** Excerpt provided **
------------------------------
Monday, August 31, 2020

In the Kitchen with B. Austin - Recipe for Green Chile Enchilada Casserole #inthekitchen #recipe



B. Austin’s Green Chile Enchilada Casserole

Ingredients:

2 boneless chicken breasts

olive oil

1 tablespoon flour

broth from cooked chicken breasts above

16 ounce jar of Original New Mexico Hatch Green Chile By Zia Green Chile Company – (I buy this from Amazon. I used medium but all the added ingredients cut down the heat from the chile. They do sell a sweet and mild. The hot is scorching hot!)

Canned diced green chiles – MILD

Can of Green Chile and Tomatoes

1 teaspoon Better Than Buillion Chicken Base (in a jar. It’s a paste and will last a year in your fridge)
------------------------------
** Exercise set **
1) Translate this sentence from the green chile enchilada casserole recipe into Spanish: "I used medium but all the added ingredients cut down the heat from the chile."
2) Carry the green chile enchilada casserole recipe above further, picking up right after its last ingredient line.
------------------------------
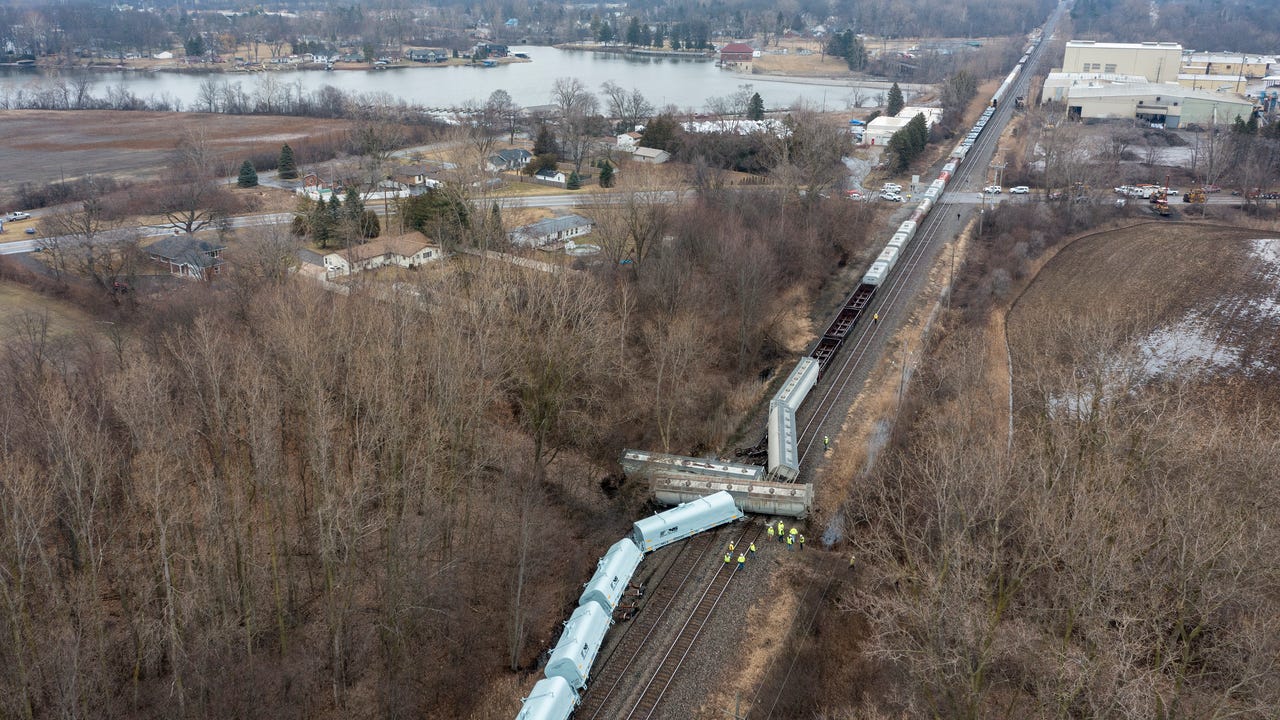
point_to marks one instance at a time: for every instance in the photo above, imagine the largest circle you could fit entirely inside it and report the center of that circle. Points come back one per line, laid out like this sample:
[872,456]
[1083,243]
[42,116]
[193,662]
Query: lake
[682,82]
------------------------------
** Answers in order **
1) Usé el mediano, pero todos los ingredientes añadidos redujeron el picor del chile.

2)
splash of white wine

1 teaspoon garlic salt

green onions or Spring onions

teaspoon of butter

tablespoon of sour cream

Ole Crema Mexican Style Cream

can of Campbells Cream of Celery Soup

corn tortillas

extra sharp cheddar cheese

Cornstarch if needed for a thickener

Boxed or canned chicken broth if needed (or you just could add water)

Instructions:

1. Cook the chicken breasts in just enough water to cover chicken – add pepper but NO salt

2. AFTER THE CHICKEN IS DONE

3. Remove chicken from pan and save the broth

4. Set aside chicken to cool

5. IN A DEEP COLD FRYING PAN OR SAUCE PAN AFTER THE BROTH IS COOL

6. Add some olive oil to the pan and then stir in the flour to make a rue

7. Add some of the broth to the pan using a strainer to remove any residual.

8. Stir until flour lumps are out if any. 

9. Add the jar of green Chile sauce

10. Add a can of Cream of Celery soup

11. Add the teaspoon of Better Than Buillion Chicken Base

12. NOW YOU CAN TURN ON THE BURNER (Note that premature heat will cause lumps from the flour hence, the cold ingredients before this step)

13. Add the Butter

14. Add garlic salt and chopped green onions to taste (only use the white of the onion)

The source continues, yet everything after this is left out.